Lo que pides: Desplaza cada coordenada de las respuestas sumándole 142 y vuelve a escribir todas las líneas de las entradas, desde el principio hasta la línea que contiene "156], [278, 161]]", incluida esa línea.

Entradas de una fuente de datos:
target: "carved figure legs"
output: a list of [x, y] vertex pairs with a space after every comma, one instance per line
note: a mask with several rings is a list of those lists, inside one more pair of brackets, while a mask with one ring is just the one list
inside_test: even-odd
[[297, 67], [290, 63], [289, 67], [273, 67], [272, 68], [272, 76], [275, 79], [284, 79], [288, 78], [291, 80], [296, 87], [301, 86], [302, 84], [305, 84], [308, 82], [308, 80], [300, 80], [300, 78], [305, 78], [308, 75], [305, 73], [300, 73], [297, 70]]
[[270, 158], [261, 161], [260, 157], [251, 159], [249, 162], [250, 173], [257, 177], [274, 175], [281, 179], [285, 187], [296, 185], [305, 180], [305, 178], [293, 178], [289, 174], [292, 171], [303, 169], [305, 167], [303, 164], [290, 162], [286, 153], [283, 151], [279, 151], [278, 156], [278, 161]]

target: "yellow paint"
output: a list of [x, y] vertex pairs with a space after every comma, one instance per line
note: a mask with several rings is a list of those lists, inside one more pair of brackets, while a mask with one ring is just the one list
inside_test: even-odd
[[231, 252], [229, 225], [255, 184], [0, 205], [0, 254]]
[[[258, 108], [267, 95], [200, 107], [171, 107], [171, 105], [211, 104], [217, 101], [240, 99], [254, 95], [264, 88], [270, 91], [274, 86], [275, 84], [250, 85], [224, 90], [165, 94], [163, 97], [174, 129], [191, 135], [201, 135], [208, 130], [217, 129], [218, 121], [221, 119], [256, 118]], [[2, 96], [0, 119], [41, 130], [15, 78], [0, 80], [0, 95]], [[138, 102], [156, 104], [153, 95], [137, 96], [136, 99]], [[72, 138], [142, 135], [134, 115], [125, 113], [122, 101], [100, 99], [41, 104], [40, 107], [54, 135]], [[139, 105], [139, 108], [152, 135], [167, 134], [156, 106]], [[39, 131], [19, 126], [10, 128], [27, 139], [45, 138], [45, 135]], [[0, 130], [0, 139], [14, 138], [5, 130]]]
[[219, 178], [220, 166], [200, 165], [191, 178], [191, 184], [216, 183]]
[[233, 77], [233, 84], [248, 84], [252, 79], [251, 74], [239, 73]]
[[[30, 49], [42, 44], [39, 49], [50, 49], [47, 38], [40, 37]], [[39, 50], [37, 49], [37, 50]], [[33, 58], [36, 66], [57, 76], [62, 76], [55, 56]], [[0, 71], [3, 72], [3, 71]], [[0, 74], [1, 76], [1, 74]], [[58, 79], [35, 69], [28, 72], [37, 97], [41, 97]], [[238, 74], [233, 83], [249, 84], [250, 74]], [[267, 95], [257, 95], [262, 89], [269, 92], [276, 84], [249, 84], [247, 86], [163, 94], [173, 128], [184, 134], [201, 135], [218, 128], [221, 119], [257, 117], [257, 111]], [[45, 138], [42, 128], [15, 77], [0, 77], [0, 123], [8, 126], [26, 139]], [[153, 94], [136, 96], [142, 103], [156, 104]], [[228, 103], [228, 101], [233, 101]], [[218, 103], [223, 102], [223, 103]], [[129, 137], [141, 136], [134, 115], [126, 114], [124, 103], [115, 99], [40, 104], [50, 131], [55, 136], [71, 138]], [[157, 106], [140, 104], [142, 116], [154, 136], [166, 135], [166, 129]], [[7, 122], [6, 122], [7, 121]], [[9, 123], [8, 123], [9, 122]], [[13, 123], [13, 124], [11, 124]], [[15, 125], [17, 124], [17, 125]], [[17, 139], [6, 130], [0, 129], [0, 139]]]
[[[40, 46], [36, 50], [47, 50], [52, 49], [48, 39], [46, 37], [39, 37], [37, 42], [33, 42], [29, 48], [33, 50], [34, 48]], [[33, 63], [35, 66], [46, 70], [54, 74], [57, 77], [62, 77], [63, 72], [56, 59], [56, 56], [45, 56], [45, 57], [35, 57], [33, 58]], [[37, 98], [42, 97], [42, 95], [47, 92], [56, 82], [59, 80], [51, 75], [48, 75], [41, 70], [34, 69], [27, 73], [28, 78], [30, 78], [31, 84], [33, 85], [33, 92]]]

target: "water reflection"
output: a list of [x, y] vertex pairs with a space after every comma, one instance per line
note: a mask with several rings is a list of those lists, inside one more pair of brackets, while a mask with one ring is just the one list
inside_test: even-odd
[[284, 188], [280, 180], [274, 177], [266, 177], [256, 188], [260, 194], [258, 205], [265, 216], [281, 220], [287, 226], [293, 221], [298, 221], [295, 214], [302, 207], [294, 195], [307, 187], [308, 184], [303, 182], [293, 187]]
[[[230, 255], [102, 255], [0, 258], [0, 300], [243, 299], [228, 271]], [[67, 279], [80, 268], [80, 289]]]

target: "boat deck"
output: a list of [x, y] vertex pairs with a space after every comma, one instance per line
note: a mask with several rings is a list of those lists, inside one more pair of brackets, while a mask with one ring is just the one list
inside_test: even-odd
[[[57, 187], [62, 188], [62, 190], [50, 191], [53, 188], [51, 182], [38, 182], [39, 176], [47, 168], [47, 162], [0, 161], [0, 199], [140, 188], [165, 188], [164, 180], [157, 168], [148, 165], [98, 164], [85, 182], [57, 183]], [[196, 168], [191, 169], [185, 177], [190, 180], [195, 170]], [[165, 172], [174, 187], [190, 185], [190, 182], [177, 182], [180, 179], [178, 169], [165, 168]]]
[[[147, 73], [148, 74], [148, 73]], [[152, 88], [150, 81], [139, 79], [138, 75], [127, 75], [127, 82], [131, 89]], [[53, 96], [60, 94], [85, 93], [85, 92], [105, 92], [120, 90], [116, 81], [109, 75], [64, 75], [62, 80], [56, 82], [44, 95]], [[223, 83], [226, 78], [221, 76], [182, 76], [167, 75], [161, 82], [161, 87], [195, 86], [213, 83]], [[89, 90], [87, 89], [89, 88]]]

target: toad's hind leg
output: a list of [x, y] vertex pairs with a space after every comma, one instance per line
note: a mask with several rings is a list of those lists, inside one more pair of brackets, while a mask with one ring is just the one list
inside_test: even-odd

Respuesta del ejercicio:
target: "carved figure legs"
output: a list of [x, y] vertex pairs with a space after every comma, one instance per line
note: a mask with several rings is a list of those lists, inside one more pair of brackets, while a mask with one ring is just the one list
inside_test: even-odd
[[439, 209], [432, 205], [431, 209], [415, 209], [414, 210], [414, 218], [417, 221], [426, 221], [430, 220], [433, 222], [438, 229], [443, 228], [444, 226], [447, 226], [450, 224], [450, 222], [442, 222], [442, 220], [447, 220], [450, 217], [447, 215], [442, 215], [439, 212]]
[[412, 300], [403, 303], [402, 299], [393, 301], [391, 304], [392, 315], [399, 319], [416, 317], [423, 321], [427, 329], [438, 327], [447, 322], [447, 320], [435, 320], [431, 316], [434, 313], [445, 311], [447, 309], [445, 306], [432, 304], [428, 295], [425, 293], [421, 293], [420, 298], [420, 303]]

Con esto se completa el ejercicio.